[Material for this task]:
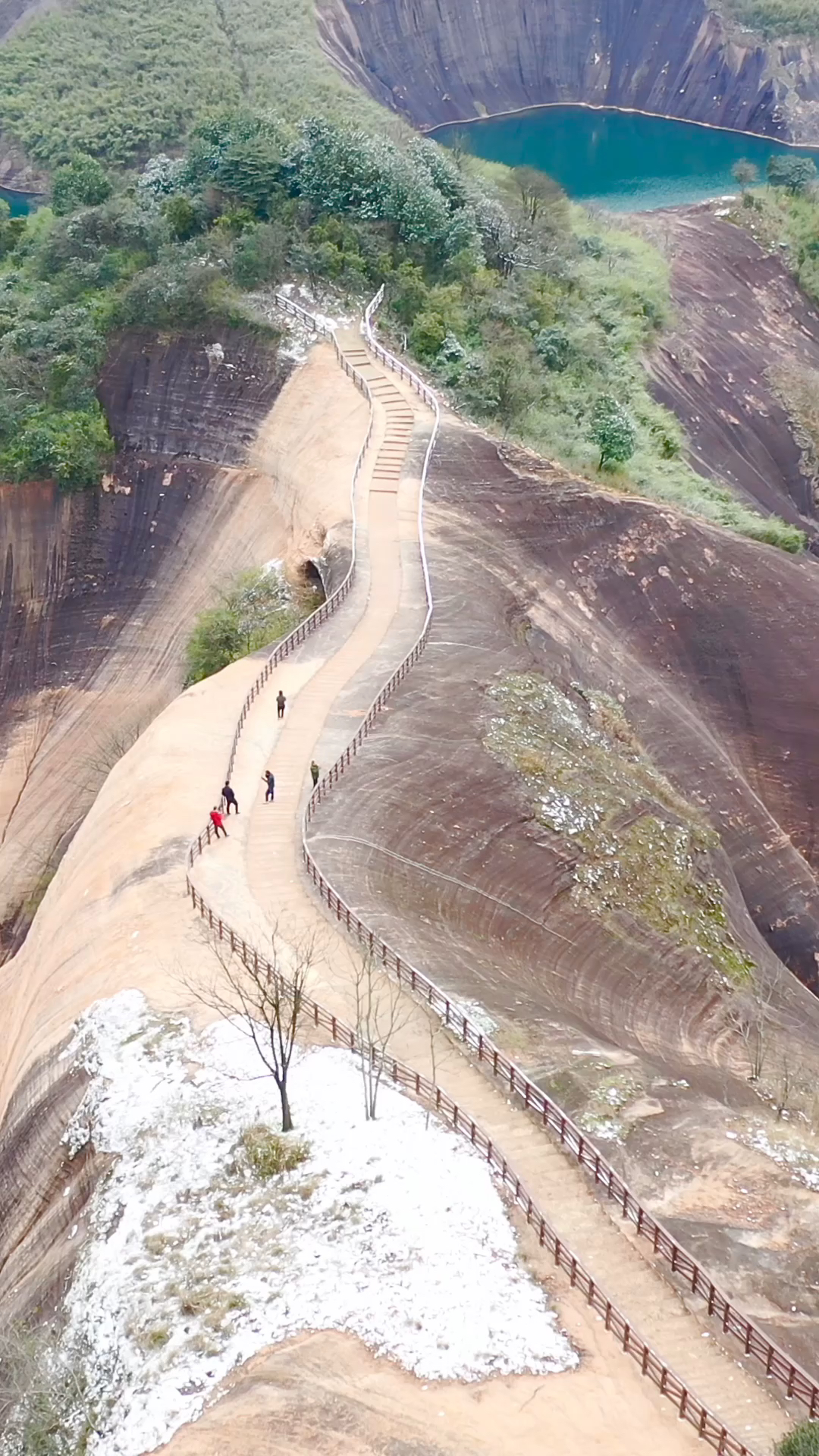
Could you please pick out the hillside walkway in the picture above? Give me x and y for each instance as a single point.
(257, 881)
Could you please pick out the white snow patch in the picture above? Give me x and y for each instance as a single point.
(390, 1229)
(477, 1014)
(800, 1159)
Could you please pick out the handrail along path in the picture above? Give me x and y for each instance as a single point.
(777, 1365)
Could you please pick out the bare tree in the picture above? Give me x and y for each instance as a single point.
(749, 1014)
(792, 1085)
(381, 1014)
(267, 998)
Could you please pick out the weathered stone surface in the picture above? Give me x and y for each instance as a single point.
(99, 588)
(739, 315)
(450, 63)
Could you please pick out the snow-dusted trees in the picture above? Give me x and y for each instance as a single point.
(381, 1014)
(340, 169)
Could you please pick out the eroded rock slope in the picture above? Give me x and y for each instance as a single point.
(594, 808)
(450, 63)
(99, 588)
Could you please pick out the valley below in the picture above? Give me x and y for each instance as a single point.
(551, 743)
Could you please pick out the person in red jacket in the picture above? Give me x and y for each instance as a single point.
(218, 820)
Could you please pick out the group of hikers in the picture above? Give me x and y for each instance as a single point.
(229, 800)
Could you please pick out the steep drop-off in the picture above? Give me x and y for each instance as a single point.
(700, 648)
(739, 318)
(114, 915)
(452, 63)
(99, 588)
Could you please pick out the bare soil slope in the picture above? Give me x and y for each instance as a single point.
(99, 588)
(707, 645)
(114, 915)
(739, 316)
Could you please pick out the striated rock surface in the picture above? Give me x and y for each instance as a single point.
(452, 63)
(700, 650)
(99, 588)
(739, 318)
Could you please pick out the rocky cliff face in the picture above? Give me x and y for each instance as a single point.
(450, 63)
(98, 590)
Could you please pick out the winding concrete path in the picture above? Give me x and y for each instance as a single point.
(259, 881)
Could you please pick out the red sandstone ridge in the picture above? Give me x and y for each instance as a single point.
(452, 63)
(707, 642)
(101, 587)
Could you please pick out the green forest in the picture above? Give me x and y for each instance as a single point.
(776, 18)
(529, 315)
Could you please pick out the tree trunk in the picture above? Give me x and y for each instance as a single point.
(286, 1114)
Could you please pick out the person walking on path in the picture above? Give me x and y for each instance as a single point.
(218, 820)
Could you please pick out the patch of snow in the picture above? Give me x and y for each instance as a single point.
(391, 1231)
(802, 1161)
(479, 1015)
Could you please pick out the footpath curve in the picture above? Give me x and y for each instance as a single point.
(710, 1367)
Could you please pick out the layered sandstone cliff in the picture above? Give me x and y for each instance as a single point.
(450, 63)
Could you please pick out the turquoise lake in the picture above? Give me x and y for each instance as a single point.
(20, 202)
(623, 161)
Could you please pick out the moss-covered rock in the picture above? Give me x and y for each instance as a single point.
(642, 848)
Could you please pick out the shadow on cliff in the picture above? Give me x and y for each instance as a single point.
(99, 588)
(453, 63)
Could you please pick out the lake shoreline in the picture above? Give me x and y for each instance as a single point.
(623, 111)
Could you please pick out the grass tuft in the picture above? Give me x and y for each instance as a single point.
(273, 1153)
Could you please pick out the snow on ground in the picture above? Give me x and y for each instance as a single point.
(793, 1153)
(477, 1014)
(390, 1229)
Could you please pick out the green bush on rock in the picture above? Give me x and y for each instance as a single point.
(803, 1440)
(254, 610)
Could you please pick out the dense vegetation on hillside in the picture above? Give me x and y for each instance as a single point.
(534, 319)
(123, 79)
(776, 18)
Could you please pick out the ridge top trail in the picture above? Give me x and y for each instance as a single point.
(257, 881)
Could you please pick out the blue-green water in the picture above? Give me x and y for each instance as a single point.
(20, 202)
(623, 161)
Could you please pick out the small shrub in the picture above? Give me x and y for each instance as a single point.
(271, 1153)
(553, 347)
(795, 174)
(79, 184)
(613, 433)
(253, 612)
(803, 1440)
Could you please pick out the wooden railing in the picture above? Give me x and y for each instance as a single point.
(796, 1382)
(515, 1082)
(309, 625)
(689, 1408)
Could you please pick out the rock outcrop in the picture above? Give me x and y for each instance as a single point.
(452, 63)
(99, 588)
(741, 319)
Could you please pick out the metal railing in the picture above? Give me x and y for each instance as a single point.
(689, 1408)
(796, 1382)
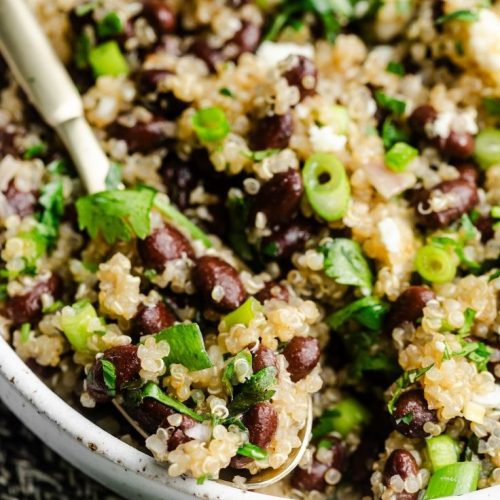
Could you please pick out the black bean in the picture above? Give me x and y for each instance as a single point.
(302, 354)
(159, 15)
(22, 203)
(261, 421)
(420, 118)
(127, 367)
(457, 145)
(272, 290)
(143, 137)
(153, 319)
(286, 240)
(163, 245)
(401, 463)
(272, 132)
(28, 307)
(303, 75)
(279, 198)
(412, 405)
(466, 197)
(409, 306)
(210, 272)
(263, 357)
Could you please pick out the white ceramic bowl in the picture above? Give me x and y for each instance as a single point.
(103, 457)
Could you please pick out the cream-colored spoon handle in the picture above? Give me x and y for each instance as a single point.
(46, 82)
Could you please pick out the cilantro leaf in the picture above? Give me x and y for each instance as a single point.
(117, 215)
(109, 375)
(459, 15)
(346, 264)
(186, 346)
(228, 378)
(152, 391)
(369, 311)
(259, 387)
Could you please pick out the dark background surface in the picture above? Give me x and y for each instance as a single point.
(29, 470)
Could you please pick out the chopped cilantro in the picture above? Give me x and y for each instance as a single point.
(369, 311)
(392, 104)
(109, 376)
(346, 264)
(117, 215)
(252, 451)
(395, 68)
(259, 387)
(186, 346)
(35, 151)
(152, 391)
(408, 378)
(464, 15)
(25, 331)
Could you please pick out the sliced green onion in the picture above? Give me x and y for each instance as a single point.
(211, 124)
(454, 479)
(487, 151)
(345, 417)
(107, 59)
(435, 264)
(326, 185)
(76, 324)
(442, 451)
(244, 314)
(171, 213)
(152, 391)
(400, 156)
(252, 451)
(186, 346)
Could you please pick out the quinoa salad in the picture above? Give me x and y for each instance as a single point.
(303, 206)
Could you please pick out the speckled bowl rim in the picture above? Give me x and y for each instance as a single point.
(100, 455)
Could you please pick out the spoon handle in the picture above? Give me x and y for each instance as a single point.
(50, 89)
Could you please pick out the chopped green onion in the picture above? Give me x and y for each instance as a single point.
(345, 417)
(107, 59)
(435, 264)
(210, 124)
(154, 392)
(186, 346)
(442, 451)
(25, 331)
(244, 314)
(453, 479)
(487, 151)
(78, 324)
(110, 25)
(179, 219)
(400, 156)
(252, 451)
(326, 185)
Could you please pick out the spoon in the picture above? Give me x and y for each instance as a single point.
(50, 89)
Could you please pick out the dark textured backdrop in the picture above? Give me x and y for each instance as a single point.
(30, 470)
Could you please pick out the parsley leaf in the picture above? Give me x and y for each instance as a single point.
(392, 104)
(346, 264)
(186, 346)
(459, 15)
(109, 376)
(259, 387)
(408, 378)
(117, 215)
(369, 311)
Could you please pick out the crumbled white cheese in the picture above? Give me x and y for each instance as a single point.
(272, 53)
(326, 139)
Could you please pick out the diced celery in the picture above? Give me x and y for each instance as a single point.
(442, 450)
(244, 314)
(454, 479)
(76, 324)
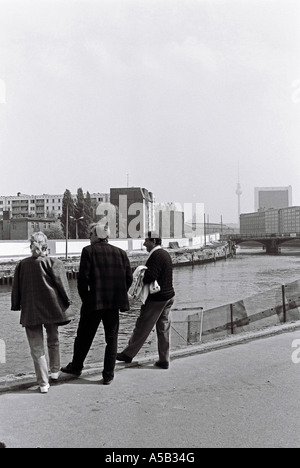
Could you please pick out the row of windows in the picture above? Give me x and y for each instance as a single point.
(31, 201)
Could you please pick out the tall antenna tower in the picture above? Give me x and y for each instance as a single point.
(239, 193)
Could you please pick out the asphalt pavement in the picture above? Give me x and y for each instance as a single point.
(236, 393)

[What you need to do]:
Repeat everything from the start of the listing down to the line containing "(800, 1159)", including both ends. Leave the pictures out of your answer.

[Exercise response]:
Could you please pick out the hillside walkway in the picture above? Give me x and y for each instance as a single point.
(257, 881)
Could you please pick out the white snow patch in the picture above? Give me x and y for each instance as a single point.
(390, 1229)
(477, 1014)
(800, 1159)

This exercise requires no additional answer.